Your goal: Give back the line in the listing below that contains "# point at: dirt" and all remaining lines, retyped exactly, through the last line.

Given records:
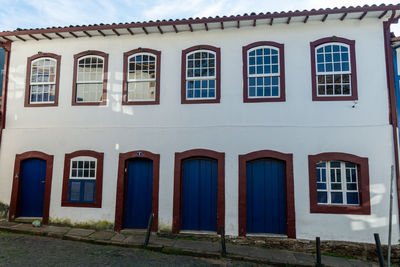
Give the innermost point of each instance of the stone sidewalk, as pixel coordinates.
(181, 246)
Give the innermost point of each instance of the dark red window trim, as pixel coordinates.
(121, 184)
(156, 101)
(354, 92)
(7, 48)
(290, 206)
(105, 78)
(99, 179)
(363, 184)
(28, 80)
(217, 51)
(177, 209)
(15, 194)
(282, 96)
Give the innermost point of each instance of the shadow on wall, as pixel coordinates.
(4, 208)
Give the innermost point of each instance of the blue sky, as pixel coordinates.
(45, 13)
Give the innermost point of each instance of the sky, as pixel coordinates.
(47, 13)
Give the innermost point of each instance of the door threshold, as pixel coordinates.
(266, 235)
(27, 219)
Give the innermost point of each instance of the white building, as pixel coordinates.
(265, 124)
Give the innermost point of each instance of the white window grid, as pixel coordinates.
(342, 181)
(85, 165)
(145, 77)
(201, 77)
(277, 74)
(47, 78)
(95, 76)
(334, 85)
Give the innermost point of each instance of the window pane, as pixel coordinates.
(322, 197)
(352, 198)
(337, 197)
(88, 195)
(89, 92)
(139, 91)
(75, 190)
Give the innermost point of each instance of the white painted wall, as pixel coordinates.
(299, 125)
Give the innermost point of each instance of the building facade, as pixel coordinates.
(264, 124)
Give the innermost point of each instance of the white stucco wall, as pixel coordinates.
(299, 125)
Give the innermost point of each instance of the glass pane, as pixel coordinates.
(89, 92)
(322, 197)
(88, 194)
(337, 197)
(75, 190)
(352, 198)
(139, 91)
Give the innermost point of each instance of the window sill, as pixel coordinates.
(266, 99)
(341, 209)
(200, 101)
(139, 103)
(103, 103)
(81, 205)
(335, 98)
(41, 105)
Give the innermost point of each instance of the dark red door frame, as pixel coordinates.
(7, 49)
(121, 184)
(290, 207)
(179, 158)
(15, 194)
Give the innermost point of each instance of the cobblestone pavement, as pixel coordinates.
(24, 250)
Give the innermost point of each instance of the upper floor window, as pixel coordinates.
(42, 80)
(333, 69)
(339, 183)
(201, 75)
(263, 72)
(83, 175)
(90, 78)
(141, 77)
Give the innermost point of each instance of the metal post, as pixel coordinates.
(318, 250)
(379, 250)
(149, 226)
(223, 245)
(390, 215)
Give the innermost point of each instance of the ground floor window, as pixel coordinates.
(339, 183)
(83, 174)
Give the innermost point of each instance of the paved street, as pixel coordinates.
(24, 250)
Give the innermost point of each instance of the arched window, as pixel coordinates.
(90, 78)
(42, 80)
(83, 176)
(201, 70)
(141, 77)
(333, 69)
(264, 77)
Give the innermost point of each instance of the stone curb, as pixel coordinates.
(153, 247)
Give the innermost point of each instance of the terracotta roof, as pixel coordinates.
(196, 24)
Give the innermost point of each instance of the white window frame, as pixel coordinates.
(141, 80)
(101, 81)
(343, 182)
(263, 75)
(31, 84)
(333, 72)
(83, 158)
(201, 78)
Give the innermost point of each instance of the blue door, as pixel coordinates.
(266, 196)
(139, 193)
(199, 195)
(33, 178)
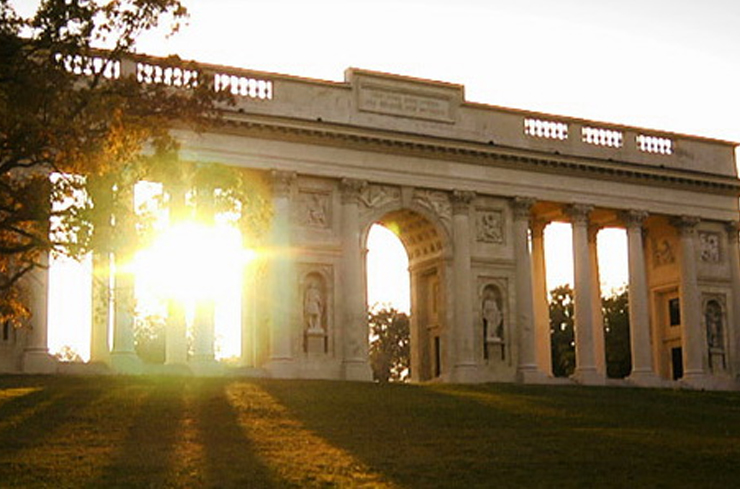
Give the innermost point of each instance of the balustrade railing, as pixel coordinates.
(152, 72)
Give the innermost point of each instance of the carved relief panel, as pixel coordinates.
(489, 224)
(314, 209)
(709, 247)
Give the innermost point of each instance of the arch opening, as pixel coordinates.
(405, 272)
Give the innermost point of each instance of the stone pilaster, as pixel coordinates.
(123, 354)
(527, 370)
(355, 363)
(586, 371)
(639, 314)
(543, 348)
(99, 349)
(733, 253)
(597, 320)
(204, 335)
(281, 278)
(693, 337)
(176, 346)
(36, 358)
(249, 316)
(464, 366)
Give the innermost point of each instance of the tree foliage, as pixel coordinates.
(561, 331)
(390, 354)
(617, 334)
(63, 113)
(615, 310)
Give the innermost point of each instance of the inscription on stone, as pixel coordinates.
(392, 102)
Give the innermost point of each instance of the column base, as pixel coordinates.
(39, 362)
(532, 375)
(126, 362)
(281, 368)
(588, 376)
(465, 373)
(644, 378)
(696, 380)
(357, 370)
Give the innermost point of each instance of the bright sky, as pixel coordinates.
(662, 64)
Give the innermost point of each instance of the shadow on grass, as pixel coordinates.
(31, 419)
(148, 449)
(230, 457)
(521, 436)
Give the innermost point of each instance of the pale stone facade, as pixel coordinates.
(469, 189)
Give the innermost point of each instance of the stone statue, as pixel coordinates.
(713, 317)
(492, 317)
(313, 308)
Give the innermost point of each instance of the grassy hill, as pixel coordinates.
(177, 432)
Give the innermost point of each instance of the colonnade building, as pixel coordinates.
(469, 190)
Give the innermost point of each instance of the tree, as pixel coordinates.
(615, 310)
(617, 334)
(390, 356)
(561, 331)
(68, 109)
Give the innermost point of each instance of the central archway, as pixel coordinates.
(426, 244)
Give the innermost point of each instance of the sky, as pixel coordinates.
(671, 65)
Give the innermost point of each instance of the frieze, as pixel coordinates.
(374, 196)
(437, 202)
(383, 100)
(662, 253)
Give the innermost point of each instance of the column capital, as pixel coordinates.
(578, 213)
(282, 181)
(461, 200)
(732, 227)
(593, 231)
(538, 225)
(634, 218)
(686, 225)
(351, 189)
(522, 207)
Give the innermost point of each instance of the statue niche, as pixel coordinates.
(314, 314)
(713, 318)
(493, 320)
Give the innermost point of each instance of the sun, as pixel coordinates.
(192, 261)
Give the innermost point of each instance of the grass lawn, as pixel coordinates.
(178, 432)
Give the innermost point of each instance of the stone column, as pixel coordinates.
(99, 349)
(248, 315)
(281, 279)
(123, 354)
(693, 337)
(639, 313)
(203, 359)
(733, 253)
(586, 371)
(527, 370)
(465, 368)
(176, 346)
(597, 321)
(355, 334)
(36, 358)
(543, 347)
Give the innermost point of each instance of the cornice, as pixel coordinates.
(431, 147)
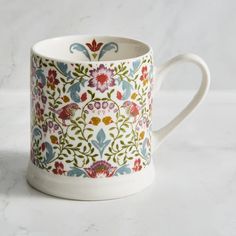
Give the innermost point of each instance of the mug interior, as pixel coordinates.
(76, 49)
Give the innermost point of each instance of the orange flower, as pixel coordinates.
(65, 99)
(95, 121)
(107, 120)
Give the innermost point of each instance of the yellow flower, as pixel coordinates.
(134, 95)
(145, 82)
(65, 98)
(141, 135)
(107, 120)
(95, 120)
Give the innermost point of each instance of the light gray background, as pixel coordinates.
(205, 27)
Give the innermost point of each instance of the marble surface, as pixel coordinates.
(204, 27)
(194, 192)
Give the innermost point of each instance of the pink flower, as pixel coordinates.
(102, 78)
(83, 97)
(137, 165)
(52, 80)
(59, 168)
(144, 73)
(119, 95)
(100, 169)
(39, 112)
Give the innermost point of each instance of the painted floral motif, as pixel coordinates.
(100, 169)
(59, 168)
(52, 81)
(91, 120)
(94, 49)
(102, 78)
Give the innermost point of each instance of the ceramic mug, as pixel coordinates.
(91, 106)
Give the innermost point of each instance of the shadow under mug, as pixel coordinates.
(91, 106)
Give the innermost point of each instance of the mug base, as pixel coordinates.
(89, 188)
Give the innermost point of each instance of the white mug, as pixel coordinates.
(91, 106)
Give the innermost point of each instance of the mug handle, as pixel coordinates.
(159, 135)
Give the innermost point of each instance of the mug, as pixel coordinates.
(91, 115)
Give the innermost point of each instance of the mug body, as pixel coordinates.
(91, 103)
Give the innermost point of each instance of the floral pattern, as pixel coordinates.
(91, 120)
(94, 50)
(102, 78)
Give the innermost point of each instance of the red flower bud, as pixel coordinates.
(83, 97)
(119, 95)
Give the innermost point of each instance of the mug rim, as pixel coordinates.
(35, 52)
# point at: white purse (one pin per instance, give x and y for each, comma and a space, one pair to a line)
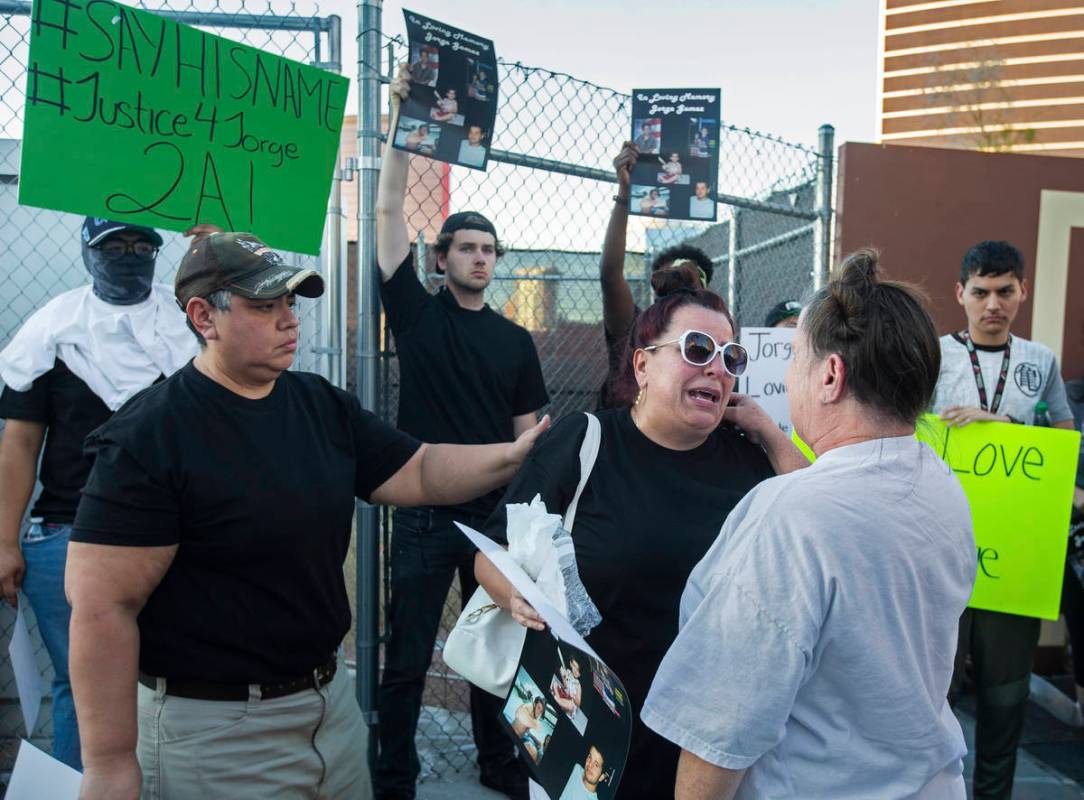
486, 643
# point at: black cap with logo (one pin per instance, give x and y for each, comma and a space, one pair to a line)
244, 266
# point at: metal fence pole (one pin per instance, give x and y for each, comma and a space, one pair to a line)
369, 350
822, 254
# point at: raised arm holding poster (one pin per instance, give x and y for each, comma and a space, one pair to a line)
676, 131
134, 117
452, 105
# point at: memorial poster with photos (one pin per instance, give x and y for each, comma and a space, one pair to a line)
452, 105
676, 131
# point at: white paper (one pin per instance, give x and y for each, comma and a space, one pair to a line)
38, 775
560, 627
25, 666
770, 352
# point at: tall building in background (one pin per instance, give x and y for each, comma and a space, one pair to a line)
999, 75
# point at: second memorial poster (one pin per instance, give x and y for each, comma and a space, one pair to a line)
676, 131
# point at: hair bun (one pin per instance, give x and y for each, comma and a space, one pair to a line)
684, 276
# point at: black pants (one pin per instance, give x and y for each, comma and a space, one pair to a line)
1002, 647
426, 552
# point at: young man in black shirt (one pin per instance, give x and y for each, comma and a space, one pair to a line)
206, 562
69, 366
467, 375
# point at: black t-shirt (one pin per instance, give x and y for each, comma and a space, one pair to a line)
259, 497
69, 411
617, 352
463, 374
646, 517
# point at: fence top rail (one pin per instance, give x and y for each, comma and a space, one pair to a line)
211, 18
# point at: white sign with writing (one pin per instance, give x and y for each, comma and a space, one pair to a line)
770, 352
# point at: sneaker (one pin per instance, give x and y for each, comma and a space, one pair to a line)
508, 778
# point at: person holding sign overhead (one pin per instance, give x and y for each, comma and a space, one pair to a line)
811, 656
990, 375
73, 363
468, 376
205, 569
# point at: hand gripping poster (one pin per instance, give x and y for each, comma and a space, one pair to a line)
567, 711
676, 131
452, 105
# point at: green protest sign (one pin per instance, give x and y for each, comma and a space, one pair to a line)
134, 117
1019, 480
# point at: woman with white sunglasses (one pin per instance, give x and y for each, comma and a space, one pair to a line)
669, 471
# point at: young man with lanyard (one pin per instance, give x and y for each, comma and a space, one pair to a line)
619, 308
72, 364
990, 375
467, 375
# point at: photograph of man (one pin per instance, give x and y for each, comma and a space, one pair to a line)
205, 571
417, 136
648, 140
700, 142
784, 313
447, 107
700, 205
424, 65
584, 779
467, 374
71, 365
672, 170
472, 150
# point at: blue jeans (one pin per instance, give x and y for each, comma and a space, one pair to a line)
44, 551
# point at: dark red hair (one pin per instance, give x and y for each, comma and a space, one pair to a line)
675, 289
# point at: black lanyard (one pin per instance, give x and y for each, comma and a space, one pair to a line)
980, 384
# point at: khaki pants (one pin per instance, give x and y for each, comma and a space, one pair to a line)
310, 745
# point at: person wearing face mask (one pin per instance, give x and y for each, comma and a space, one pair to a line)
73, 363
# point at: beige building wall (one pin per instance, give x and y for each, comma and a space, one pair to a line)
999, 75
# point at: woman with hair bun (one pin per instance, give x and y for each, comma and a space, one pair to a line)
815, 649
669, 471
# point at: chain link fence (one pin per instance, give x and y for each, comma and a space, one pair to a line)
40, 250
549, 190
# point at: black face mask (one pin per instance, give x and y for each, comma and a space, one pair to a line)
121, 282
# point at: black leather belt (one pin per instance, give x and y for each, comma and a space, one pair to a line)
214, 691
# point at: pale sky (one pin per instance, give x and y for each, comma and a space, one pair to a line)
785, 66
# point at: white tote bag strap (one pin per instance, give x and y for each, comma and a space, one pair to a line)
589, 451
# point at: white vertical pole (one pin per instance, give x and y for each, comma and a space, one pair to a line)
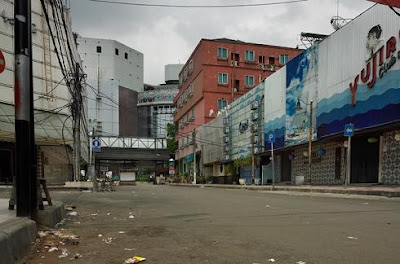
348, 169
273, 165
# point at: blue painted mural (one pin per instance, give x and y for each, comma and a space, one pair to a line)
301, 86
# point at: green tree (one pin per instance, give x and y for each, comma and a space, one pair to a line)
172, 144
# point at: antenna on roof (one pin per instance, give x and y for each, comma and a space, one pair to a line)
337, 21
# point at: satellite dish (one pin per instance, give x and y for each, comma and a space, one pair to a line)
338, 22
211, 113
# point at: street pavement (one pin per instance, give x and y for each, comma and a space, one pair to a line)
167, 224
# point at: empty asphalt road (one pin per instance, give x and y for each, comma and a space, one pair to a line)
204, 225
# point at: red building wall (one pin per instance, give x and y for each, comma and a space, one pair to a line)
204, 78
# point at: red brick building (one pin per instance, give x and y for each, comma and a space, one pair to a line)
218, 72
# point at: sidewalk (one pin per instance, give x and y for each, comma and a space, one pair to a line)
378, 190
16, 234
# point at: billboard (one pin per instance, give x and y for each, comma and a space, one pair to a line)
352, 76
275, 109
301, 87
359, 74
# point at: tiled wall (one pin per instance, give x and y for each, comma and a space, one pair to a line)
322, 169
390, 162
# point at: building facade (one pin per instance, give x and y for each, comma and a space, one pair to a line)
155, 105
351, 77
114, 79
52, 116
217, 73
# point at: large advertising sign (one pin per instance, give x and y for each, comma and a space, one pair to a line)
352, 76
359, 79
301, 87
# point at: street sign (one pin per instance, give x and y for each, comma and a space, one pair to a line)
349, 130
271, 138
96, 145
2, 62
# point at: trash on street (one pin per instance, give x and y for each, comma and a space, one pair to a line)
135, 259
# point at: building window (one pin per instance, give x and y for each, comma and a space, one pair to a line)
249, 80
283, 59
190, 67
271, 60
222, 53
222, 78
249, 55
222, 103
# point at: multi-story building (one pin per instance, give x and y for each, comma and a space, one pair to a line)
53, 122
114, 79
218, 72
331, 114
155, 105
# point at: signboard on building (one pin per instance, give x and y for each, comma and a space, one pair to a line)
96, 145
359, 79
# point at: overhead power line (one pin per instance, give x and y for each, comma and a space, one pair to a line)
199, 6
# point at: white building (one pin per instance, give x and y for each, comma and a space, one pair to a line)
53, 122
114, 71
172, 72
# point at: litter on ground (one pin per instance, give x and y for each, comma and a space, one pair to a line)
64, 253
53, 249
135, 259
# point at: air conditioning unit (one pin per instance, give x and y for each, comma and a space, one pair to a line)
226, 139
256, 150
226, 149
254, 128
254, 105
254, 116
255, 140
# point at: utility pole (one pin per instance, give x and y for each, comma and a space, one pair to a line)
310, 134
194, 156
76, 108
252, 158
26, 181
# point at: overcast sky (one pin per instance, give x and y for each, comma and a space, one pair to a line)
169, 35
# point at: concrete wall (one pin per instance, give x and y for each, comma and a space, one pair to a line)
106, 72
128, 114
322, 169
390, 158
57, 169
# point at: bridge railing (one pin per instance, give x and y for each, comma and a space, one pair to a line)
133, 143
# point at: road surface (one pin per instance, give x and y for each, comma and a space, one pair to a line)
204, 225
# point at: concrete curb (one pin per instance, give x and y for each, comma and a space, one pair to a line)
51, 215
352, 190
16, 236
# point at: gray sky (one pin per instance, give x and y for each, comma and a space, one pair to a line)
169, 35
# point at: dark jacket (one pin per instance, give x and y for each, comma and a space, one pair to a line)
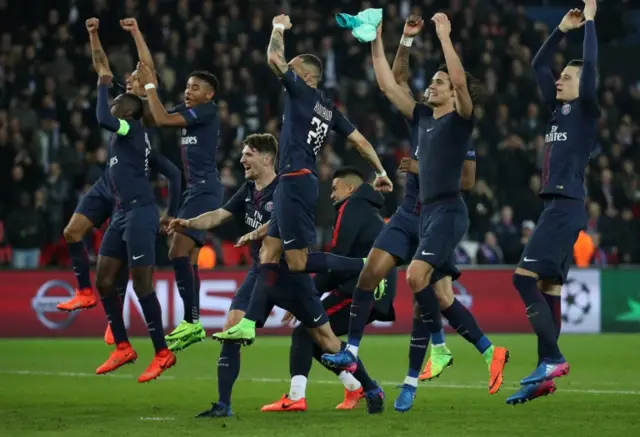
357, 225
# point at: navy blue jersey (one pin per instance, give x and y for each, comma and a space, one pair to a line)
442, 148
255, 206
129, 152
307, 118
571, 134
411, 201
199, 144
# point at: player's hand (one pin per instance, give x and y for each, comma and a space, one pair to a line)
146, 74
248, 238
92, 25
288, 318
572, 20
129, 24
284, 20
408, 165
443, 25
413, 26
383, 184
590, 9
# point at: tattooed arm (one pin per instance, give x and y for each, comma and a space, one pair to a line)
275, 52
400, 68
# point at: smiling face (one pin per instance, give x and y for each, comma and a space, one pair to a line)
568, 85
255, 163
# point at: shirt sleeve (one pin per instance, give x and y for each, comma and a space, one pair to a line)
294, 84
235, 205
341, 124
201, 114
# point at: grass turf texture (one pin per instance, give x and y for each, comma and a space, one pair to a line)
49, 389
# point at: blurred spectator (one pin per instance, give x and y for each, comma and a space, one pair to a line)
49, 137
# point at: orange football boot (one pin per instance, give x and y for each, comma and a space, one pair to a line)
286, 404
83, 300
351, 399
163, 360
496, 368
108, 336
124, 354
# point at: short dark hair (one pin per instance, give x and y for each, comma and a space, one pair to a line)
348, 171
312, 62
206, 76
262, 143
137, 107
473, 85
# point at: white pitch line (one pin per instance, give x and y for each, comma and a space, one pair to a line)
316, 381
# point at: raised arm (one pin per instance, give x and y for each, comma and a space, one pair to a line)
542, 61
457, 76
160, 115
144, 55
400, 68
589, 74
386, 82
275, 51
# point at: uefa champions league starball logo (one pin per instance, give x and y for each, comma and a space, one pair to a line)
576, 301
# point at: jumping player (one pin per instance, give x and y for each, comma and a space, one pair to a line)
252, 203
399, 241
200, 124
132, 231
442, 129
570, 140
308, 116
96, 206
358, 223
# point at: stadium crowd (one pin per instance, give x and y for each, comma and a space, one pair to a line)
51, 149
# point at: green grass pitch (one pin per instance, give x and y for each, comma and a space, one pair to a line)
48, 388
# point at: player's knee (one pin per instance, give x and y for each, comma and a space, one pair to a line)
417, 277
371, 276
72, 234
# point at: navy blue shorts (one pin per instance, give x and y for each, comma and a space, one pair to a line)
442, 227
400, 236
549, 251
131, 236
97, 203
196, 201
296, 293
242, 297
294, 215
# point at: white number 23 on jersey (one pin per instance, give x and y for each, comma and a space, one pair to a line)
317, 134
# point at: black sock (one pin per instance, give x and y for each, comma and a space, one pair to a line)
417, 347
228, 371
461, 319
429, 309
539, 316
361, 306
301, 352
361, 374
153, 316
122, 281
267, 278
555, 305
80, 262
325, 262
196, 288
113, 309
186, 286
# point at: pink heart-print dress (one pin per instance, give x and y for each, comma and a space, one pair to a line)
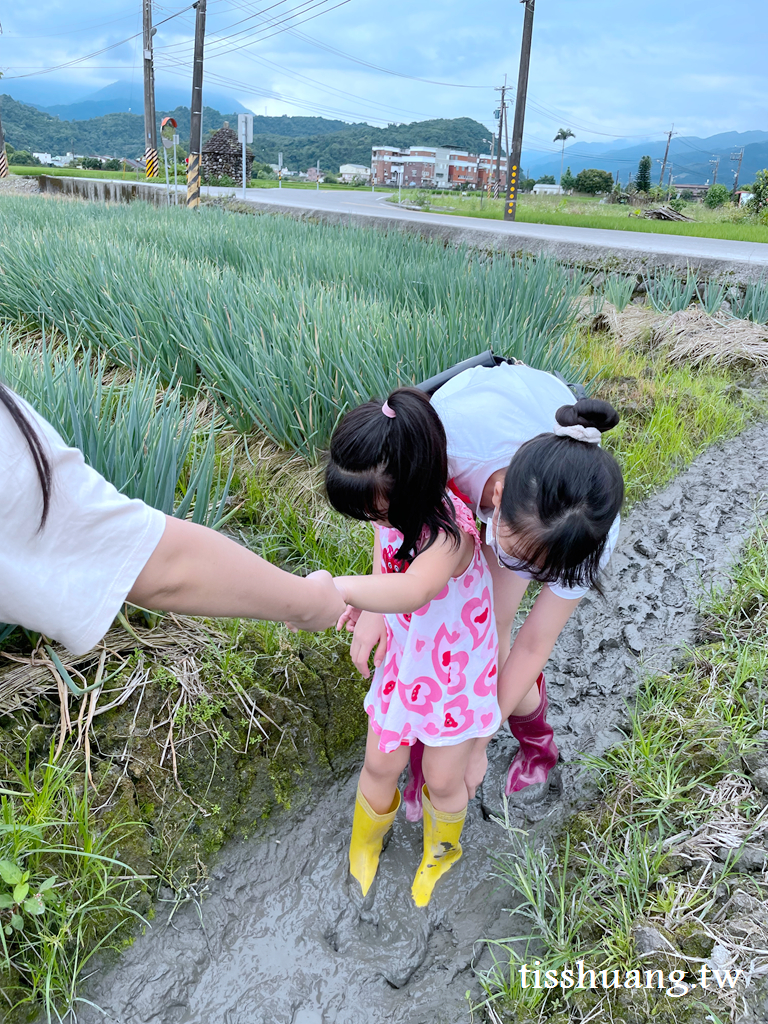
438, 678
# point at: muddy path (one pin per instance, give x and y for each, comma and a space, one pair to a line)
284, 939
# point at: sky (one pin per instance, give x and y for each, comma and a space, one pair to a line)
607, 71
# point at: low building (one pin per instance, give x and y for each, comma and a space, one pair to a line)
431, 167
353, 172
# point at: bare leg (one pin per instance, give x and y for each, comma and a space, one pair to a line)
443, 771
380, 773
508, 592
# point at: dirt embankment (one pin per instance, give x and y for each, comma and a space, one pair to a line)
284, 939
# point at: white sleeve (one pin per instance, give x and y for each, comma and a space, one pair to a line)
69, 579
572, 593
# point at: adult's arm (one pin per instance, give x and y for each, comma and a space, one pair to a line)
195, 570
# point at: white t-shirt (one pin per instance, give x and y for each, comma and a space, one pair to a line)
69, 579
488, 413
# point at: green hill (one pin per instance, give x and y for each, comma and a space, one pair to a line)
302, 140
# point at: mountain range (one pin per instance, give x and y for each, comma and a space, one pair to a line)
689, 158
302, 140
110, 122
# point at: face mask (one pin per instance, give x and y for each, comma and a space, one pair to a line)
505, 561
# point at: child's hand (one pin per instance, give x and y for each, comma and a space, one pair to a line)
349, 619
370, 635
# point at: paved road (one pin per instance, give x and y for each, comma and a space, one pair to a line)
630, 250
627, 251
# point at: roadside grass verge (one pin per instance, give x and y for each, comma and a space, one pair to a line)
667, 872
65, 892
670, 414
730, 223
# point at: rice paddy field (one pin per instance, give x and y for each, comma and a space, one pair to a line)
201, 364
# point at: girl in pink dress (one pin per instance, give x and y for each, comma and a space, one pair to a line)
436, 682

Response area:
# point at: dirt embankment (one pin per instance, give x and y for each, comma and a space, one pair to a line)
284, 939
# point at: white sleeve (one pin per instance, give x and y for each, comma and a space, one pair to a line)
69, 579
572, 593
# point at: adult's arm (one pin per instance, give x and y for each, comma and a space, one pair to a line)
195, 570
# point at: white t-shirt (one pin per instance, give x and y for each, comma and a space, one pair to a line)
69, 579
488, 413
# point at: green hill (one pin per instance, give x and y for each, comma and a space, one pair to a line)
302, 140
# point at: mountain range (one pin per instance, give x and y for each, comma and a space, one pair to a line)
689, 158
302, 140
110, 122
# point at: face mask (one pin per instance, give x and y for each, comma and a space, one pair to a line)
505, 561
# point at: child's hand (one pin per instance, give x and y for each, comma and a space, one pair to a line)
349, 619
370, 635
# point at: paved road (one pin per instance, give x and y for each, comma and a space, one pair to a line)
630, 250
627, 251
# point at: roadside grass verge (one pin per instance, give x and y for each, comma and a space, one pair to a line)
667, 872
65, 892
670, 414
730, 223
# point at: rice paddy field (one pin per instance, give x and y for each, comma and a space, one pair to a line)
201, 364
# point at: girl in pink dress (one pin per instance, give x and y for each, comma and a space, one pair to a line)
436, 682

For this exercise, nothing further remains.